My daughter is coming to visit from Texas this week. We are happy with our Tasters Choice instant, but I know she likes fresh brewed coffee in the morning, so I asked her what kind to buy for her visit. She wrote me back to get ground Starbucks Breakfast Blend. There’s a Starbucks just a few blocks from us (isn’t there one a few blocks from everyone in this country?), so I went over there today to buy it. Four baristas and twenty minutes later I got the coffee. I think there’s more process to building a Tesla car than buying coffee at Starbucks, but I’m not sure. It’s a close contest.
First off, they didn’t have Breakfast Blend at that store any more. So that required two baristas to confer and argue about what blend was the closest thing to it. They finally decided on Pike. Then they asked what roast – dark, medium, or light. I had no idea. That required the first two to consult a third barista, and once again the three of them couldn’t agree, at least not at first. Eventually I settled on medium out of a general feeling of cowardice. It was the safe bet. If I got it wrong, it wouldn’t be far from the right one. Next they asked if it had to be ground. When I said yes, they wanted to know what grind. Apparently there are numbers involved. Lots of numbers. Three? Five? Pi? How should I know? I just want some coffee for my daughter. Did the pioneers have to go through this at the general store two hundred years ago?
Thus enters barista number four, apparently the one with an advanced degree in nuclear physics and coffee brewing. She seemed to be a manager of some sort and wanted to educate me on the chemical properties of the various blends and brewing techniques. I was afraid for a while that she was going to recite the DNA sequence of whatever it was I’d bought. She had to settle for asking me about the coffeemaker I was using. Of course I had no data on that either since Taster’s Choice uses only a spoon and a microwave, unless you count the cup and faucet. She had to cogitate a long time before she was able to figure out how to dumb it down so that an ignoramus like me could answer her questions. “Was it an espresso machine?” “No. just a simple drip coffeemaker.” “Did it have a funnel type bottom or a flat bottom?” “Flat.” “Do you use a metal filter or a paper filter?” “Paper.” “You should use a metal filter. The paper filter removes some of the flavor by absorbing the [insert name of chemical here}…” “It’s the only thing we have. It uses paper.” Obvious disappointment on Prof. Barista’s face. “All right. well, I think we’ll use seven. It’s a finer grind that will work with paper.” With that I was actually able to pay and leave the shop although I could have left without the paying part. It had taken so long nobody remembered that I hadn’t yet paid. I paid anyway. It was worth the twelve bucks just for the entertainment.

Segmentation mask data:

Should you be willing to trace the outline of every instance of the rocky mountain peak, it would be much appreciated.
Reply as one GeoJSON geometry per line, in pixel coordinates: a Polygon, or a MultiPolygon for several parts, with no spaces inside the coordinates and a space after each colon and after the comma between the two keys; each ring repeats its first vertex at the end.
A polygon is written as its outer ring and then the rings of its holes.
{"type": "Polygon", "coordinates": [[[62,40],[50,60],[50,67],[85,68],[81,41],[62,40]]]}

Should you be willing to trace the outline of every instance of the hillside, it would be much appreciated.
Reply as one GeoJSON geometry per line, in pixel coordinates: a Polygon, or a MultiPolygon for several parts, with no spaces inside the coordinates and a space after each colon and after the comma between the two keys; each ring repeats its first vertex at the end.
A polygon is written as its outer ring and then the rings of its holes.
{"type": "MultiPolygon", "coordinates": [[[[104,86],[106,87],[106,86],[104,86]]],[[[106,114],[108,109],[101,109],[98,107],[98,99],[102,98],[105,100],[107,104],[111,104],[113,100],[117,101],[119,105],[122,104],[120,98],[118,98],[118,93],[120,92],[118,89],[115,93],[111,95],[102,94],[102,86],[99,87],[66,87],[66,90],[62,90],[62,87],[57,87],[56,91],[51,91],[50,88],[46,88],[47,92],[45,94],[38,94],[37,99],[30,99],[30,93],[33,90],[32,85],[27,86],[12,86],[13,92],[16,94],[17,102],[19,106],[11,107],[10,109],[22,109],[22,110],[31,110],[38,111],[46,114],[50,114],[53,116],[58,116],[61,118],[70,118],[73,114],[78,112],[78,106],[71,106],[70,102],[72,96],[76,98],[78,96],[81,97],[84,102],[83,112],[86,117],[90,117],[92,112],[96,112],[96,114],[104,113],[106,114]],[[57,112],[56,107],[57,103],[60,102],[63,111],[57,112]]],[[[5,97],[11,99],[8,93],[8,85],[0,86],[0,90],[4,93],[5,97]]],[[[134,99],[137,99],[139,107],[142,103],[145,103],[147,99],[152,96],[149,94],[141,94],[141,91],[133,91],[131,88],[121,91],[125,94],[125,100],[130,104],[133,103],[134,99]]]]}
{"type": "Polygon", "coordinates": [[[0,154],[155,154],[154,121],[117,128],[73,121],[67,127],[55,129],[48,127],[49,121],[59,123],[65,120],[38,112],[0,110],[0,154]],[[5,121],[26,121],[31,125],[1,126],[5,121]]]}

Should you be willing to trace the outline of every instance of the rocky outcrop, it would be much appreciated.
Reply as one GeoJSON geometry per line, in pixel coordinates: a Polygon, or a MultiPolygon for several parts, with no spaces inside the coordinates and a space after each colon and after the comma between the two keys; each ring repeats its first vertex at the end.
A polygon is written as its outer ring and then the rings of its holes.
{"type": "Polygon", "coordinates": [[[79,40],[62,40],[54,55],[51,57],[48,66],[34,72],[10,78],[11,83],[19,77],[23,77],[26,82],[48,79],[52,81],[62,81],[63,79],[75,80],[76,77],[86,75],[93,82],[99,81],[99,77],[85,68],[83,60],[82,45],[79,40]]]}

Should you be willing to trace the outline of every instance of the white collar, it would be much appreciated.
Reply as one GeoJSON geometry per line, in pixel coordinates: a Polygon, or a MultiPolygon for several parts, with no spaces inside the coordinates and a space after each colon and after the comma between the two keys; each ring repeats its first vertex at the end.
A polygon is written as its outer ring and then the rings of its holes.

■ What is needed: According to the coffee-buying account, why did the narrator pick a medium roast? Answer in one to three sentences.

■ Finished exercise: The narrator picked medium out of a general feeling of cowardice, because it was the safe bet. If it turned out to be wrong, it wouldn't be far from the right one.